● **Text provided**
- Directed by: Dina Zvi-Riklis
- Screenplay by: Alma Ganihar Dina Zvi-Riklis
- Starring: Gila Almagor Miri Mesika Rivka Raz Reymond Amsalem Tali Sharon Tracy Abramovich Dana Zilberstein
- Cinematography: Shai Goldman
- Edited by: Tova Ascher
- Production company: Golan-Globus
- Release date: 13 July 2006;
- Running time: 106 minutes

= Three Mothers (2006 film) =

2006 Israeli drama film by Dina Zvi-Riklis

Three Mothers (Hebrew: שלוש אמהות, Shalosh Imahot) is a 2006 Israeli drama film, directed by Dina Zvi-Riklis.

== Plot synopsis ==
The film follows three sisters who were born as triplets: Rose, Flora and Yasmeen. The sisters grow up in a prosperous family in Egypt, and are visited by King Farouk. The film moves between the current-day relationship of the sisters, now in their sixties, and their story from when they were young, as they relate it to Ruha, Rose's daughter.

The girls' mother died young, when the family lived in Alexandria. The widowed father decides to move to Tel Aviv, in Israel, where he opens a large shop. Rose, who is fiercely independent, begins a relationship with a young man her father does not approve of. When she becomes pregnant, marriage becomes a priority for all the sisters. On the eve of their triple wedding, the father dies.

The film is woven throughout with the singing of younger Rose, played by singer Miri Mesika. We learn of the complex relations among the sisters through their encounters with Ruha, who films them telling their stories. As she peels off the sisters' outer layers of secrets and past wrongs, what she hears causes her emotional distress, and she is worried this might affect her attempts to become pregnant. As it turns out, the acts and betrayals carried out by the sisters are beyond her imagination.

● **Data listing**
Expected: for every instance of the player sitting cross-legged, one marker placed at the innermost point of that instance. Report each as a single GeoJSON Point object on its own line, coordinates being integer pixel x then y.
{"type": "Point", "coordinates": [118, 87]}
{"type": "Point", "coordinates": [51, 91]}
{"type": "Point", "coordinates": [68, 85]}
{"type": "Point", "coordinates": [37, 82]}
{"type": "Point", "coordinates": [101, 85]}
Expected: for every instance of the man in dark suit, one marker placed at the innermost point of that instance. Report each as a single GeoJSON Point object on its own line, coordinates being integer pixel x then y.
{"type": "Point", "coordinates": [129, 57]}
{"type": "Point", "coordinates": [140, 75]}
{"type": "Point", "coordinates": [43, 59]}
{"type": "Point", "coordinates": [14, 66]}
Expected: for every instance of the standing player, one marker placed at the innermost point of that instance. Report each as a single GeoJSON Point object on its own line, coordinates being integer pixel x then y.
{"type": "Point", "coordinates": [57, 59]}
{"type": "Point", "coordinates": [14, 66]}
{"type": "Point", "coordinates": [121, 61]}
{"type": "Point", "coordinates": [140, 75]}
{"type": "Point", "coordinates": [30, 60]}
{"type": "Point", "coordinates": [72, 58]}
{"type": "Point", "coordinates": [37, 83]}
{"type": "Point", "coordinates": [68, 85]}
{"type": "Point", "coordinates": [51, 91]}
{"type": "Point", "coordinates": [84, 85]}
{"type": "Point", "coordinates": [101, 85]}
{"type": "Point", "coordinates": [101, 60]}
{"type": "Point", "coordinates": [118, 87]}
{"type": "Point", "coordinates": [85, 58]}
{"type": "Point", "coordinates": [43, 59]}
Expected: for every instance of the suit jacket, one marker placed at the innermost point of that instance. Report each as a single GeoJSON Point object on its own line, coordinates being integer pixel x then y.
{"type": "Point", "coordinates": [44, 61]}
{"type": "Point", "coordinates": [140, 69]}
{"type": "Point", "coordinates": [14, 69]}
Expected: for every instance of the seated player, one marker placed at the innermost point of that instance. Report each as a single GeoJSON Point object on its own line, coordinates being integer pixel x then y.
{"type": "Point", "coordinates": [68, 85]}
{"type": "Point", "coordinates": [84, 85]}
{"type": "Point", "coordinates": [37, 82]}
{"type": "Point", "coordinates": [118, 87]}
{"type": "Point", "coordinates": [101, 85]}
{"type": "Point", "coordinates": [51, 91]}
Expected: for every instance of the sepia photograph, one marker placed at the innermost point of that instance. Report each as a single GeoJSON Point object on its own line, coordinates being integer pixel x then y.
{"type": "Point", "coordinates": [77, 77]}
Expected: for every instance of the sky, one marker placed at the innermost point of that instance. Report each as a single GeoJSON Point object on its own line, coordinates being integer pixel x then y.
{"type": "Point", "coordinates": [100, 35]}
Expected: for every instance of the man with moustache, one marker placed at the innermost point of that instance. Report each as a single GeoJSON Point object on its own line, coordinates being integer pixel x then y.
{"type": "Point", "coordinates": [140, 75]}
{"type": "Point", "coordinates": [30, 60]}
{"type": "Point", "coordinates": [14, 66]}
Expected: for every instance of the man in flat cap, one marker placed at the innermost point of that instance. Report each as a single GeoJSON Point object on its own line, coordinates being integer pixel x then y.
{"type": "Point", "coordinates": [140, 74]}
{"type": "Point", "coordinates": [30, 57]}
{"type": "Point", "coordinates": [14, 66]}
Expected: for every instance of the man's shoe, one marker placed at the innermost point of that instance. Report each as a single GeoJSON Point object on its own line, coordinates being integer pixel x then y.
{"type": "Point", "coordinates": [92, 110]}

● **Required actions**
**a.** Translate this sentence from the text on the film Three Mothers into Spanish: "The girls' mother died young, when the family lived in Alexandria."
**b.** Answer these questions from the text on the film Three Mothers.
(i) Who edited the film?
(ii) To which city does the widowed father move?
(iii) Which singer plays younger Rose?
**c.** Extend the text on the film Three Mothers with new material that follows on from its final sentence.

● **Answers**
**a.** La madre de las chicas murió joven, cuando la familia vivía en Alejandría.

**b.**
(i) Tova Ascher
(ii) Tel Aviv
(iii) Miri Mesika

**c.**
== Awards ==

| Year | Award | Category | Nominee(s) | Result |  |
| 2006 | Awards of the Israeli Film Academy | Best Cinematography | Shai Goldman | Won |  |
| Best Costume Design | Rona Doron | Won |
| Best Film | Shmulik Neufeld Eran Riklis Ifat Perstalink | Nominated |
| Best Director | Dina Zvi-Riklis | Nominated |
| Best Editing | Tova Ascher | Nominated |
| Best Art Direction | Eitan Levi | Nominated |
| Best Music | Ori Zakh Shmulik Neufeld | Nominated |
| Best Sound | Israel David Gil Toren Asher Milo | Nominated |
| Jerusalem Film Festival | Best Cinematography | Shai Goldman | Won |  |
| Best Israeli Feature | Dina Zvi-Riklis | Nominated |
| Special Prize | Gila Almagor | Won |
| 2007 | Jersey Shore Film Festival | Best Feature Film | Dina Zvi-Riklis | Won |  |
| 2008 | Vesoul Asian Film Festival | Golden Wheel | Dina Zvi-Riklis | Nominated |  |

== Cast ==

| Actor | Character |
|---|---|
| Gila Almagor | Older Rose |
| Miri Mesika | Younger Rose |
| Tracy Abramowitz | Older Yasmeen |
| Dana Zilberstein | Younger Yasmeen |
| Rivka Raz | Older Flora |
| Reymond Amsalem | Younger Flora |
| Tali Sharon | Ruha |
| Beni Avni | Yoni |
| Shmil Ben Ari | Older Menashe |
| Amos Tamam | Younger Menashe |
| Yehezkel Lazarov | Felix |
| Yoram Toledano [he] | Gavriel |
| Yoram Hatav | Eliyahu Hakim |
| Natalie Atia | Rachel Hakim |

== Production ==
According to Zvi-Riklis, the genesis of the film was from a short story she wrote about memory while taking part in a writing workshop. She later developed it into a screenplay, with the help of Alma Ganihar. She said in an interview that while the story is not autobiographical, it does borrow from her life, such as the common story of families that were well-off in their native countries of Iraq or Egypt, arrived in Israel as second-class citizens, had their names changed, and their cultures erased. One of the main challenges the production faced was the casting: It was necessary to find three generations of related women, and Israel has a small cinematic community.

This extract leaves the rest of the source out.